*Work order*. Word for word, restate the records that come after this.

Content starts

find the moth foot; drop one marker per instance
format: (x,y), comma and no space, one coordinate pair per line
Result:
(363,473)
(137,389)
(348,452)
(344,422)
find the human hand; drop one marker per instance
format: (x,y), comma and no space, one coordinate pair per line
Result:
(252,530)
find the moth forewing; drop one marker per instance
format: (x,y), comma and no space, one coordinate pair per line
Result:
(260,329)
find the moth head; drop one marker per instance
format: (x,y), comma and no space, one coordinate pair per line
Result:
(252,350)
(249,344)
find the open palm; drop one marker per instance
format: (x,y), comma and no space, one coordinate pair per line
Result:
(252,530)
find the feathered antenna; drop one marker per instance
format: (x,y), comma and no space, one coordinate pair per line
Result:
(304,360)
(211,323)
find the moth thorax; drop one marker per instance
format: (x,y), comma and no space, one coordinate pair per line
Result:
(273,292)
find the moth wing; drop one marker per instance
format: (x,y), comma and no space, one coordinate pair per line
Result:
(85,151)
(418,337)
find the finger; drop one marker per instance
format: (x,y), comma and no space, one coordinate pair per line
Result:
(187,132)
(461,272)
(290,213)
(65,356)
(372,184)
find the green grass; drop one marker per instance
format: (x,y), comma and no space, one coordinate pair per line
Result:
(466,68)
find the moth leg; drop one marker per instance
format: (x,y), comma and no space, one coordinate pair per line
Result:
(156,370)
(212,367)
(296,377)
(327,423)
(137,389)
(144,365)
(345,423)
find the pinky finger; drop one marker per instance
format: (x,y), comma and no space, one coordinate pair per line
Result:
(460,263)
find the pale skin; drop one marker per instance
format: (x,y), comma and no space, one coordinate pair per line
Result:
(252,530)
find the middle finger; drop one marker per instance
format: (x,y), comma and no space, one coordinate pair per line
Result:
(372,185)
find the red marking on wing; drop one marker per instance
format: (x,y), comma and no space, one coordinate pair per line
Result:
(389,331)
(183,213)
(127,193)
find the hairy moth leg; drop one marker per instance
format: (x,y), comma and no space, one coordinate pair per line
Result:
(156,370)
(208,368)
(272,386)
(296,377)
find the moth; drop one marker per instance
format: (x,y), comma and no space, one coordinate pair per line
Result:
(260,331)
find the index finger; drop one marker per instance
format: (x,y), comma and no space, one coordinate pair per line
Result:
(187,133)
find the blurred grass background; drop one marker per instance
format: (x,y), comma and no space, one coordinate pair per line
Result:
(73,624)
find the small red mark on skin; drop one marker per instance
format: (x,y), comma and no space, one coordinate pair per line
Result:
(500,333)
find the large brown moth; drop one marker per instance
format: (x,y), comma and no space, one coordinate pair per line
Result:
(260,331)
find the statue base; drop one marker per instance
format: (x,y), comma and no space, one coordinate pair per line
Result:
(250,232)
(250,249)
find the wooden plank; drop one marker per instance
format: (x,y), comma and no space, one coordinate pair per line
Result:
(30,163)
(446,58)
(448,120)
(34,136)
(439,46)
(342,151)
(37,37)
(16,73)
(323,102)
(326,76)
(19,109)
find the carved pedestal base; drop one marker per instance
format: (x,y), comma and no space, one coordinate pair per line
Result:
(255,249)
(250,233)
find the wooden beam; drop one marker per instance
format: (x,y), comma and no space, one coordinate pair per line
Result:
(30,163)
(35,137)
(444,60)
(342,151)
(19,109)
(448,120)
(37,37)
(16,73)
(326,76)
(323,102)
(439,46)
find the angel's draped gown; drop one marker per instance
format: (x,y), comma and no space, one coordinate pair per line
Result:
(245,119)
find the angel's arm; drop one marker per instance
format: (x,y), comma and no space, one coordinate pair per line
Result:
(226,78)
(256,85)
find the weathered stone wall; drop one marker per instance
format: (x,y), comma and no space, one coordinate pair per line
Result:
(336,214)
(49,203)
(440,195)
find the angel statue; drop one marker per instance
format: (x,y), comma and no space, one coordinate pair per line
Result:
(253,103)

Content ends

*Your solution*.
find the moth foot; drop one marker per instance
format: (x,y), comma and no space, one coordinate pair per line
Result:
(363,473)
(137,389)
(348,452)
(344,422)
find the human hand; drop one marker per instance
format: (x,y), comma and no space, one coordinate pair per line
Result:
(252,530)
find the moth forewing; drop one marker per instance
format: (x,y), comma and no space, one coordinate pair per line
Result:
(260,329)
find the moth head; drop one marker per instance
format: (x,y), comma and no space, one coordinate pair per line
Result:
(252,350)
(249,344)
find the open palm; drop one marker per instance
format: (x,y), comma and no space, one coordinate pair per line
Result:
(252,530)
find the feathered antenna; drop one marker per instance
format: (x,y), comma and no space, one coordinate pair per line
Result:
(304,360)
(211,323)
find the moth thorax; drop one marker per instance
format: (x,y), comma and no space, one coordinate pair per line
Result:
(273,292)
find the moth wing; drop one marker per instance
format: (x,y), comma and no space, one coordinate pair per line
Result:
(85,151)
(418,337)
find the finger; drop one marker per instance
format: (x,y), comma and no space, one coordinate pair per line
Result:
(187,132)
(461,272)
(290,213)
(65,356)
(372,184)
find the green grass; drop one marker per instance
format: (x,y), comma and no space, one coordinate pair per line
Result:
(466,68)
find the moth leg; drop one marker per instance
format: (x,y), comma and no space, one coordinate pair per line
Result:
(156,370)
(212,367)
(296,377)
(327,423)
(137,389)
(144,365)
(345,423)
find the pinky finger; drop one marker per instance
format: (x,y), comma and no space, one coordinate pair per line
Result:
(460,263)
find the pale skin; drop one marker per instance
format: (x,y), comma and no space, one coordinate pair per line
Result:
(252,530)
find the middle finger; drop one marker per instance
format: (x,y), comma and no space, one coordinate pair per line
Result:
(372,185)
find the red marking on wing; drop one marker per instance
format: (x,y), comma and no space, one coordinate pair per line
Result:
(389,331)
(183,213)
(127,193)
find the hairy moth leg; drop one marker per instance
format: (x,y), comma and no space, one coordinate pair per line
Result:
(156,370)
(208,368)
(272,386)
(296,377)
find the moth; drop one marker per instance
format: (x,y), comma and no space, one coordinate pair per line
Result:
(260,331)
find the index finger; drop one marker per instance
format: (x,y), comma and no space, one coordinate pair per line
Result:
(187,133)
find the blurred grass background; drop one marker per instance
format: (x,y), comma and no space, one coordinate pair per line
Result:
(73,624)
find the small red mark on skin; drop one marker per instance
format: (x,y), comma and no space, one coordinate pair per line
Result:
(500,333)
find the large brown moth; drop one marker per instance
format: (x,y), comma and no space, one coordinate pair per line
Result:
(260,331)
find the statue base; drop one marker per instance
format: (x,y), comma and no space, one coordinate pair per line
Result:
(250,232)
(250,249)
find the wooden plank; drop one marker per instance
format: (x,y), comma and no space, one coordinate pair per line
Result:
(30,163)
(446,58)
(448,120)
(34,136)
(439,46)
(342,151)
(37,37)
(16,73)
(323,102)
(326,76)
(19,109)
find the carved pedestal base; drop one marker per instance
format: (x,y), comma and no space, one coordinate pair per line
Result:
(255,249)
(250,233)
find the wooden beam; drop one marker per instance
format: (x,y), comma and no space, one coordinate pair per line
Result:
(30,163)
(35,137)
(444,60)
(342,151)
(19,109)
(448,120)
(37,37)
(16,73)
(326,76)
(323,102)
(439,46)
find the angel's draped gown; drop one marker per instance
format: (x,y), comma and no space, one coordinate pair per line
Result:
(245,119)
find the angel's arm; drop one marker per instance
format: (x,y), comma and no space, one coordinate pair per line
Result:
(226,78)
(256,85)
find the weathered stone wall; drop one marker per instance
format: (x,y), comma and no space, one coordinate pair per line
Result:
(336,214)
(49,203)
(440,195)
find the angel statue; drop one marker per instance
format: (x,y), comma and no space, one coordinate pair per line
Result:
(253,103)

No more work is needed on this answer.